> _Material to process_:
>>>>>

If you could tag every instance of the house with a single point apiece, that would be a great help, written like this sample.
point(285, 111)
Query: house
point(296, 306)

<<<<<
>>>>>

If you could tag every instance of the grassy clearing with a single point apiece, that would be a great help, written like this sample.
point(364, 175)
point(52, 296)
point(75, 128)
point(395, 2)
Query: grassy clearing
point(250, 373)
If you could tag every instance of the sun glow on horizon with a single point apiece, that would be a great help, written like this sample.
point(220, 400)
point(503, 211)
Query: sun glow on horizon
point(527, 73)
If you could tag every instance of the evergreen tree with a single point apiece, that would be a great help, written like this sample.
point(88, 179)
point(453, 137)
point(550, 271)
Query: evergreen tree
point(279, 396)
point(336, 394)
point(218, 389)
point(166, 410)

<<<<<

> _Written request_:
Copy everything from the line containing "If you could tag every instance of the evergreen" down to the line containing "point(166, 410)", requests included, scaling each coordinate in the answer points by 0.55 and rounding to whole numbers, halves up. Leave the numbers in the requests and their format samples unchanged.

> _Task response_:
If you could tag every instance of the evergreen tree with a single point apiece, that would be a great help, written like this sample.
point(88, 179)
point(453, 137)
point(550, 271)
Query: evergreen tree
point(153, 218)
point(185, 217)
point(120, 214)
point(91, 226)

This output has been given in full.